##### PAGE EXCERPT

Low tide Mark
If any of you could ever be bothered to look in the Oxford English Dictionary, you may know that there is a verb which means”to emit gas from ones anus”. In other words, it is now entirely respectable to fart in public. In pursuit of respectability, I have become an expert in this area and am proud of my achievements in this gaseous and underrated sport, or perhaps pastime might be more accurate,?
We had lunched well at the Crown Inn at Chiddingfold with Mr and Mrs Clipboard, that is the rather lovely Ashley and the rather less lovely Mark, and to a man (and a woman) we had decided on the lamb shank. Lamb often has the most peculiar gaseous effect on my bowels. I have this wonderful ability to be able to clear vast areas with just a single toot.
Over lunch, discussions were centred on Cuba. We have been lucky enough to spend 10 days in Havana, and the Clipboards were keen to garner some information before their first visit shortly. After the negotiation about how many and what marque (Mark or marque; did you see what I did there?) of cigar he should bring back for me, the usual reminiscences began. The wonderful Ashley talked us through an event that happened a few years ago at a restaurant in the south of France. Restaurants down there tend to be much more doggy friendly than in the UK, flouting all manner of silly health and safety rules that are rigorously enforced here. Ashley had a furry handbag and had placed it under the table during lunch. The waiter appeared a few moments later with a bowl of water, mistaking said handbag for one of those annoying silly little dogs that the French love so much. You know the sort of things, not enough meat for a decent sandwich.

##########
##### DATA PROVIDED

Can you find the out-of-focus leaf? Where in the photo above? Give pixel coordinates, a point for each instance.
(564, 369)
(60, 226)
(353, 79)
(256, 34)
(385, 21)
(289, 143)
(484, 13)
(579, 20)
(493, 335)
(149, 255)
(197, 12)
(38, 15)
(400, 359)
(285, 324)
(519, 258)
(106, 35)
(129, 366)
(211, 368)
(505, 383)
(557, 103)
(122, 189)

##########

**WHAT THIS EXERCISE ASKS**
[1] In the blog post, which dish did everyone at lunch choose?
[2] Please write out the blog post from "Low tide Mark" up to and including "be more accurate,?".
The dataset entries have nothing to do with the blog post.

**PER-TASK OUTPUTS**
[1] The lamb shank.

[2]
Low tide Mark
If any of you could ever be bothered to look in the Oxford English Dictionary, you may know that there is a verb which means”to emit gas from ones anus”. In other words, it is now entirely respectable to fart in public. In pursuit of respectability, I have become an expert in this area and am proud of my achievements in this gaseous and underrated sport, or perhaps pastime might be more accurate,?